OBJECTIVE: Present the data below as a Markdown table with the columns Row and Line, giving one numbered row per non-blank line.

RECORDED INFORMATION:
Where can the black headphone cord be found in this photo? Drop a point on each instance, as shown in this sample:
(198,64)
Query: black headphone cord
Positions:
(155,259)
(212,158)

RESPONSE FOR THIS EXERCISE:
| Row | Line |
|---|---|
| 1 | Where can the black headphone cord be found in this photo? Drop a point on each instance, as shown in this sample: |
| 2 | (198,64) |
| 3 | Query: black headphone cord |
| 4 | Positions: |
| 5 | (155,259) |
| 6 | (212,158) |